+++ Source material
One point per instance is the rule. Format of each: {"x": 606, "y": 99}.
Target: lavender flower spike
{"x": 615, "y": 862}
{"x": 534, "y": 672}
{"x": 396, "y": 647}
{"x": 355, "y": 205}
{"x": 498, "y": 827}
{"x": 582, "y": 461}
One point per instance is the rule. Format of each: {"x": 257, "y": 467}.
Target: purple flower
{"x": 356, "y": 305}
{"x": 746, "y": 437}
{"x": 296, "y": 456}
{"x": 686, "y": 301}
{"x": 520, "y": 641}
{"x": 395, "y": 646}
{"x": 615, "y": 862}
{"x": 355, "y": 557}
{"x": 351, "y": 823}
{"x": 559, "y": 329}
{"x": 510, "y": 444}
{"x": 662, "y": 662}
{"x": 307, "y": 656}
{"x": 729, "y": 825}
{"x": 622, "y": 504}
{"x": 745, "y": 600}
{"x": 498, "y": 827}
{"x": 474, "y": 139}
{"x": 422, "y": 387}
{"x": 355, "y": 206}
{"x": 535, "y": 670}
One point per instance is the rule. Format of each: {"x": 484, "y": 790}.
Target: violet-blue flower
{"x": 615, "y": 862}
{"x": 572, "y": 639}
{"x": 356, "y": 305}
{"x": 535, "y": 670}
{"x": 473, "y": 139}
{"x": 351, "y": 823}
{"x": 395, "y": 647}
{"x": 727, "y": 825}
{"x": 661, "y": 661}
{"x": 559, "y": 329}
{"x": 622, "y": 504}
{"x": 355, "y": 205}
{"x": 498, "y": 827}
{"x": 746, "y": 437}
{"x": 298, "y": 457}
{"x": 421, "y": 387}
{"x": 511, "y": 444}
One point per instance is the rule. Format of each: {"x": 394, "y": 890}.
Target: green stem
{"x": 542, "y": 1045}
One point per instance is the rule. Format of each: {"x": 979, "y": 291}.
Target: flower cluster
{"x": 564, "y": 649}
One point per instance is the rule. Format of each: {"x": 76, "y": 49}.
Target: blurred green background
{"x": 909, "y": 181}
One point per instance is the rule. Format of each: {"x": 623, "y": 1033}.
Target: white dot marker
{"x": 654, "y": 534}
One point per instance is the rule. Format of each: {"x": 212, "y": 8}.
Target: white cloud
++++++
Exercise prompt: Exactly reproduce the material above.

Result below:
One point per instance is the rule. Format of each: {"x": 606, "y": 99}.
Target: lavender flower spike
{"x": 615, "y": 862}
{"x": 534, "y": 672}
{"x": 396, "y": 647}
{"x": 355, "y": 205}
{"x": 498, "y": 827}
{"x": 582, "y": 461}
One point per instance is the rule. Format of each: {"x": 257, "y": 467}.
Target: purple flower
{"x": 356, "y": 305}
{"x": 746, "y": 437}
{"x": 296, "y": 456}
{"x": 686, "y": 301}
{"x": 520, "y": 641}
{"x": 395, "y": 646}
{"x": 615, "y": 862}
{"x": 355, "y": 557}
{"x": 351, "y": 823}
{"x": 559, "y": 329}
{"x": 510, "y": 444}
{"x": 662, "y": 662}
{"x": 307, "y": 656}
{"x": 729, "y": 825}
{"x": 622, "y": 504}
{"x": 745, "y": 600}
{"x": 498, "y": 827}
{"x": 474, "y": 139}
{"x": 422, "y": 387}
{"x": 355, "y": 206}
{"x": 535, "y": 670}
One point per instance is the rule. Format of each: {"x": 484, "y": 790}.
Target: violet-blue flower
{"x": 615, "y": 862}
{"x": 572, "y": 639}
{"x": 356, "y": 305}
{"x": 535, "y": 670}
{"x": 473, "y": 139}
{"x": 351, "y": 823}
{"x": 395, "y": 647}
{"x": 727, "y": 825}
{"x": 661, "y": 661}
{"x": 559, "y": 329}
{"x": 622, "y": 504}
{"x": 355, "y": 205}
{"x": 498, "y": 827}
{"x": 746, "y": 437}
{"x": 298, "y": 457}
{"x": 421, "y": 387}
{"x": 511, "y": 444}
One point per instance is the rule. Format of each: {"x": 394, "y": 890}.
Target: green stem
{"x": 542, "y": 1045}
One point per instance is the rule. Format of each: {"x": 979, "y": 291}.
Target: flower cluster
{"x": 564, "y": 649}
One point per instance is the rule. Format of each: {"x": 76, "y": 49}.
Target: blurred green background
{"x": 909, "y": 181}
One point per instance is the rule. Format of each: {"x": 623, "y": 1033}.
Target: white dot marker
{"x": 654, "y": 534}
One point per instance is the rule. Format of each: {"x": 212, "y": 8}.
Target: white cloud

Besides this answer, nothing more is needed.